» What the task requires
Locate the line containing "Target: woman in black tank top" in the entries below, then retype it and every later line exactly, leaving out pictures.

• • •

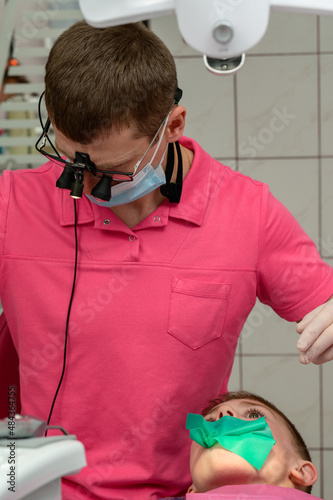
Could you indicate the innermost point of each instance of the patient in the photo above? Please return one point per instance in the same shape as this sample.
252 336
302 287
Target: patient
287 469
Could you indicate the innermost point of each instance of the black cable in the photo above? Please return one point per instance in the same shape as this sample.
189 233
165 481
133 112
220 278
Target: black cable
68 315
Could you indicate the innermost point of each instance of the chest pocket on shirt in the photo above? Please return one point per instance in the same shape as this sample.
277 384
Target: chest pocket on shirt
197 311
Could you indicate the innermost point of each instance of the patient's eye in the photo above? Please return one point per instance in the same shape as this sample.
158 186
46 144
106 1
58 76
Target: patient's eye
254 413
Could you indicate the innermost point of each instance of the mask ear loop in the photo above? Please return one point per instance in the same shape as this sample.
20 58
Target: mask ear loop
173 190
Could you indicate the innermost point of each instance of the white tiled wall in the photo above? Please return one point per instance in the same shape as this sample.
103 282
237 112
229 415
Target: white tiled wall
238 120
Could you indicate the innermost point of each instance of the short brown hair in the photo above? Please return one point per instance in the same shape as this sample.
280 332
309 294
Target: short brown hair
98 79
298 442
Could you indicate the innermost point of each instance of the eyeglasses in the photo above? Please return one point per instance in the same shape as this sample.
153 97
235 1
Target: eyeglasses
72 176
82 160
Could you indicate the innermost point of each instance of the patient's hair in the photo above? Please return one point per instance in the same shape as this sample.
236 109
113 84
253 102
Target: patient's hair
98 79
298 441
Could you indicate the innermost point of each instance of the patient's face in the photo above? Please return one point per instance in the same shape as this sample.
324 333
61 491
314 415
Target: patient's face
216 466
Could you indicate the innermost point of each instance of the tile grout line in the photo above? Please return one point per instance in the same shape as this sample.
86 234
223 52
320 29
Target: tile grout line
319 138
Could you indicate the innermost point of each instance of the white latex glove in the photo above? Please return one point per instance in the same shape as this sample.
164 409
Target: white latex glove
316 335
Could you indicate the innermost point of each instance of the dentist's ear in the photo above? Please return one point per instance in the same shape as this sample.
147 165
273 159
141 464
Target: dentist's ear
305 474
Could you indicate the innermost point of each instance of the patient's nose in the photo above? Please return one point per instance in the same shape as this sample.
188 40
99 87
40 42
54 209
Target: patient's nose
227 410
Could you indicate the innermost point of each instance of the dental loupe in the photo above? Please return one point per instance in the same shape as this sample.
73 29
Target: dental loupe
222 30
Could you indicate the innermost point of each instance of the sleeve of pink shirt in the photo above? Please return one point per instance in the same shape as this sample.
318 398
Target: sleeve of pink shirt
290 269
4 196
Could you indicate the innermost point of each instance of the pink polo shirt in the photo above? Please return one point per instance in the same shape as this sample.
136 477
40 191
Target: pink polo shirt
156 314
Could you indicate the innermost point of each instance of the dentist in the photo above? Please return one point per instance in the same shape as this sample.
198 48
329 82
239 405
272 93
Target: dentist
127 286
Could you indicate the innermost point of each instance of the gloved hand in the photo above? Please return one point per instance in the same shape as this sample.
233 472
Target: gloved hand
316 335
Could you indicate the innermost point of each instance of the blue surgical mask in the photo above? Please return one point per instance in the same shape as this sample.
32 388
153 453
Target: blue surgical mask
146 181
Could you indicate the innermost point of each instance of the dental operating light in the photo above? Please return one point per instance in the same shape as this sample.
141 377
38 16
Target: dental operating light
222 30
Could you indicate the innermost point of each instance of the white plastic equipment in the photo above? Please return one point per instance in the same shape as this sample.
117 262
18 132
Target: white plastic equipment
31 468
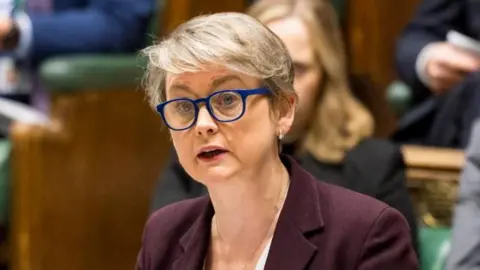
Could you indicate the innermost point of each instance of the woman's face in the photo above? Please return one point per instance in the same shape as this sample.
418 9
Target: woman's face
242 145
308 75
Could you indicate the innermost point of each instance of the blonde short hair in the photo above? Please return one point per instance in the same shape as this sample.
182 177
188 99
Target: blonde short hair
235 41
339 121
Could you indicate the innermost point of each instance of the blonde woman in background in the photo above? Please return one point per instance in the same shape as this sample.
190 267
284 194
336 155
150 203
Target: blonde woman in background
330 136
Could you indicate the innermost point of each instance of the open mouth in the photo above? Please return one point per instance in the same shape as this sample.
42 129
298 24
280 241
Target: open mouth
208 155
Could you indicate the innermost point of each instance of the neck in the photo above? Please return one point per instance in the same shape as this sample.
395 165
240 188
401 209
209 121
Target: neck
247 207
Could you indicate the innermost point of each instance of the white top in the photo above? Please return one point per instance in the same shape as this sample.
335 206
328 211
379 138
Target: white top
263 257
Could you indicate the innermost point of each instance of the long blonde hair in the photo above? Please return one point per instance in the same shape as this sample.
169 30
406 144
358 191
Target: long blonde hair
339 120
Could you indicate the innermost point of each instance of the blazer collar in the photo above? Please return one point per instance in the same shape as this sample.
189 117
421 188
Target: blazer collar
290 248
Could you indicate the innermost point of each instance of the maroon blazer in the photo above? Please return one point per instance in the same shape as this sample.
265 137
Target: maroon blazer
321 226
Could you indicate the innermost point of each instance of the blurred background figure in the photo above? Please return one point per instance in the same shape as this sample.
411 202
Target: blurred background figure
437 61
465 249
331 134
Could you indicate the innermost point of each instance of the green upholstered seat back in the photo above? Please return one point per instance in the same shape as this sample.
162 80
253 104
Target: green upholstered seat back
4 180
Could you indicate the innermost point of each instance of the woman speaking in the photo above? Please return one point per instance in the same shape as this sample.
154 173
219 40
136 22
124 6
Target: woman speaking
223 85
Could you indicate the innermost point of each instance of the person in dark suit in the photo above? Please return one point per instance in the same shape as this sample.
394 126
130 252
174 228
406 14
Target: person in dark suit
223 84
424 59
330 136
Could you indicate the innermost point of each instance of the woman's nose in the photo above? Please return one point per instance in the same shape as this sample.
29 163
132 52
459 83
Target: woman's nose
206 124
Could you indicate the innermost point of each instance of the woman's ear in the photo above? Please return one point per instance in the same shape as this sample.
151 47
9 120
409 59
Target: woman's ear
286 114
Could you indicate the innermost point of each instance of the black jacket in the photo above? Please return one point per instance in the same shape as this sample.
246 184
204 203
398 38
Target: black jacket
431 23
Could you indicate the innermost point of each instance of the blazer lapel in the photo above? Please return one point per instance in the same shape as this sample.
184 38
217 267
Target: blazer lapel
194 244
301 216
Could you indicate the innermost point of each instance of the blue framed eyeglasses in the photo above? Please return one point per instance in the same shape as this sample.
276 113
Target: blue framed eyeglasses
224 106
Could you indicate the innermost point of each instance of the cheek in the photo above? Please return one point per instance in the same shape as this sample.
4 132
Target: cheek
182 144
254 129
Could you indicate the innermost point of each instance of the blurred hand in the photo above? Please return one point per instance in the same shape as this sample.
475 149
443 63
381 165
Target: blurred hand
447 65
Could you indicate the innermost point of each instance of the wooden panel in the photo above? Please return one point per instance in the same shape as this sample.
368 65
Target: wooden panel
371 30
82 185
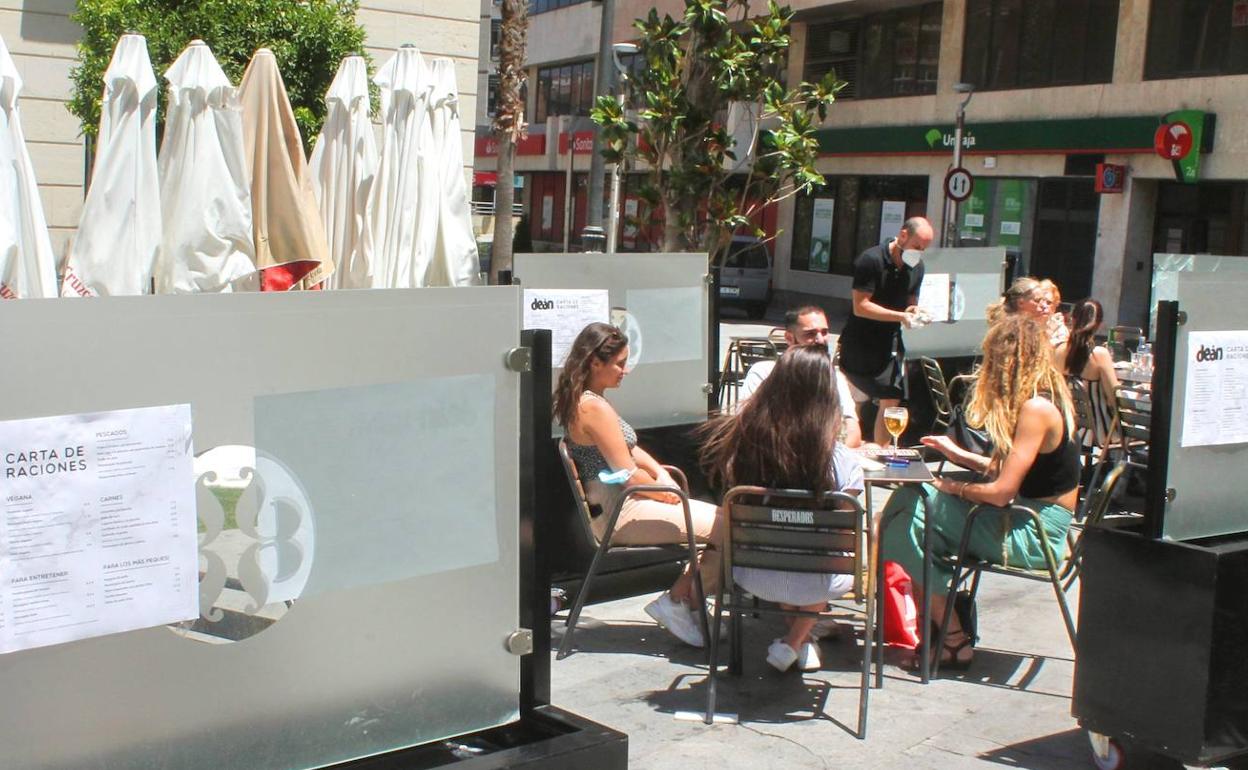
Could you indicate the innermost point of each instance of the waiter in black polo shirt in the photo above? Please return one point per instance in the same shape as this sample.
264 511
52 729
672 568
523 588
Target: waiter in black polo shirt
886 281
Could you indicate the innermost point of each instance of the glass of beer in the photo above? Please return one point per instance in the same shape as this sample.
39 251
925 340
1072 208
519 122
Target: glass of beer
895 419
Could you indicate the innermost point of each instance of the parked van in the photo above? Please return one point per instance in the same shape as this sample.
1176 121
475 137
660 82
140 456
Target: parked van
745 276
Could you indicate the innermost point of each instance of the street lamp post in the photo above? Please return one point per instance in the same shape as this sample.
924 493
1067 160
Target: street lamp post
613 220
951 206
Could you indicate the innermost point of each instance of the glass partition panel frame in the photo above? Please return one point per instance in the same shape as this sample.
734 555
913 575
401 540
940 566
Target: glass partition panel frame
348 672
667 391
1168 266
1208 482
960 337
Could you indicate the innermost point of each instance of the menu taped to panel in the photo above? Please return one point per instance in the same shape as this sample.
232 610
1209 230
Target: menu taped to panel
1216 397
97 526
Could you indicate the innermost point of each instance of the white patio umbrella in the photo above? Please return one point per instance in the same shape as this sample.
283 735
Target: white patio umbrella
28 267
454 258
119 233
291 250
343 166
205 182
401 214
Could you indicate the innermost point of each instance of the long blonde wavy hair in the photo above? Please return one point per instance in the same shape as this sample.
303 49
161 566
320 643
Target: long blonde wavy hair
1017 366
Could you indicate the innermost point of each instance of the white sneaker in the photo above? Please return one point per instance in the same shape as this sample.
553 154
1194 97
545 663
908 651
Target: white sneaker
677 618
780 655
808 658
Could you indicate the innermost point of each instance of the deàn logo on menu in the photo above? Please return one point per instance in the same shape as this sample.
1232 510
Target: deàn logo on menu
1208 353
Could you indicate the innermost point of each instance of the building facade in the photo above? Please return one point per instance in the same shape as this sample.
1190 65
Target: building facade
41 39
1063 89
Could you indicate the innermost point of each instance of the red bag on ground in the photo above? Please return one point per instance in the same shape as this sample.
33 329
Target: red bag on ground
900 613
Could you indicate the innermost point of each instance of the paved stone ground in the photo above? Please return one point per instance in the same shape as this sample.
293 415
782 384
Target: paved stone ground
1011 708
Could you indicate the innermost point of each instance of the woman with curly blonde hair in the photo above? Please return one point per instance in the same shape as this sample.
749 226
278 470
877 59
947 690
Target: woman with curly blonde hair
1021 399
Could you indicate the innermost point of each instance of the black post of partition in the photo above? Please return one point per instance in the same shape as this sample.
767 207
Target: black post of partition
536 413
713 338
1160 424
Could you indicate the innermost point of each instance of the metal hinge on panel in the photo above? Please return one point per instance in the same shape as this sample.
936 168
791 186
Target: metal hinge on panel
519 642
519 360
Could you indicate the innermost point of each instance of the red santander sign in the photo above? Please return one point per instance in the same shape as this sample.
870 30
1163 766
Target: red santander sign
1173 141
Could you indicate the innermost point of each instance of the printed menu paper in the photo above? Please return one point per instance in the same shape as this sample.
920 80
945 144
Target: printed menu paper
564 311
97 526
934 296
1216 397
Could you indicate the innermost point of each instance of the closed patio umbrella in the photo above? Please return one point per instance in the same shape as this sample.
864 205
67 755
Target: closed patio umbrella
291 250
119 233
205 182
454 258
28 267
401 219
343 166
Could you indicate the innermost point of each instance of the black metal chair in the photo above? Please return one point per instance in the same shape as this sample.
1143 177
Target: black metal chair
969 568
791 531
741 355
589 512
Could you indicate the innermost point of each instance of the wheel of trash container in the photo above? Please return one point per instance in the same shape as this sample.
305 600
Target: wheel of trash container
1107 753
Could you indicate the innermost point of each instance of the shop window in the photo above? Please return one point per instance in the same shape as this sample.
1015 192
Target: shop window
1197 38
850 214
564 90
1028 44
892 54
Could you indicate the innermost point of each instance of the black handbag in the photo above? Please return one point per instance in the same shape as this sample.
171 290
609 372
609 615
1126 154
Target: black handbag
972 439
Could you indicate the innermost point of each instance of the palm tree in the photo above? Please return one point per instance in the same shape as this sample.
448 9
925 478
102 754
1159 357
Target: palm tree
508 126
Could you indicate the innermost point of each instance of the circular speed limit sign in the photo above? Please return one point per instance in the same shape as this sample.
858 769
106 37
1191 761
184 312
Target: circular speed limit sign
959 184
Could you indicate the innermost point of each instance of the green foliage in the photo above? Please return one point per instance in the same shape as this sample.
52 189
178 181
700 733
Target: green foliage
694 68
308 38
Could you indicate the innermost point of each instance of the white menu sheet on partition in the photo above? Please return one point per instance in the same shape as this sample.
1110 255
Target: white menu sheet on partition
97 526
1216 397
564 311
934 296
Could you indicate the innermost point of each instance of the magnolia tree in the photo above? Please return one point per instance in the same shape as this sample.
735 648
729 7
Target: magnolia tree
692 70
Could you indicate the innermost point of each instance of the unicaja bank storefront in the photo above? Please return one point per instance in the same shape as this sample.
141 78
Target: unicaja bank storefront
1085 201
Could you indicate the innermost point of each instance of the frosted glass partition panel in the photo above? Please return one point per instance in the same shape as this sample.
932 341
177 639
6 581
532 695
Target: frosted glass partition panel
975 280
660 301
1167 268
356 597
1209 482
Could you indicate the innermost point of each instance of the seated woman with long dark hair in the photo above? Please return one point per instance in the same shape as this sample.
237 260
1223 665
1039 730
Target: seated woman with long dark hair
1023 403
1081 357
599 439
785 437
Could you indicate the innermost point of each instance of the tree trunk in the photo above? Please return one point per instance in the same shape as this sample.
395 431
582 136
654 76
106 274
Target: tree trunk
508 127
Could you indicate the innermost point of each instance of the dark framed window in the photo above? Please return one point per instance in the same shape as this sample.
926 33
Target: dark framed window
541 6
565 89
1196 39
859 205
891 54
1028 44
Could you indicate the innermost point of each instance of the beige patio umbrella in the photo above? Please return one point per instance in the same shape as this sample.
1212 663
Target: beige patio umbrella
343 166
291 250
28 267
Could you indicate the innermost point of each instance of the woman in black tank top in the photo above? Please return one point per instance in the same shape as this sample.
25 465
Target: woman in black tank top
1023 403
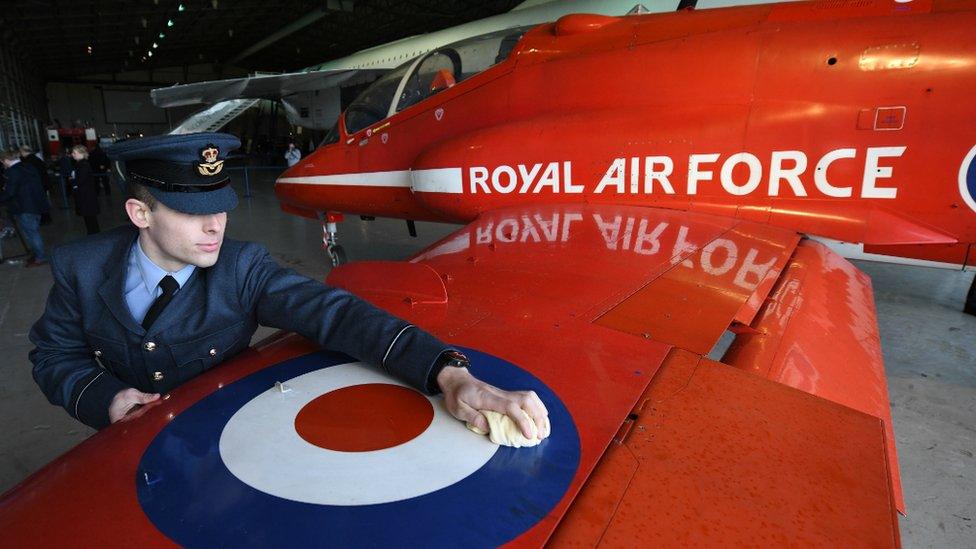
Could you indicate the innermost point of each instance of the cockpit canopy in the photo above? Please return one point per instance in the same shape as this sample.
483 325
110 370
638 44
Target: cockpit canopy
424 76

• • •

» Output for this task
Target: woman in black tank top
1023 403
Could you indicate the innermost point of each instance of the cockpit canopy in the photo above? Please return one point per instance in the same shape as this sample.
483 325
110 370
638 44
Target: cockpit canopy
424 76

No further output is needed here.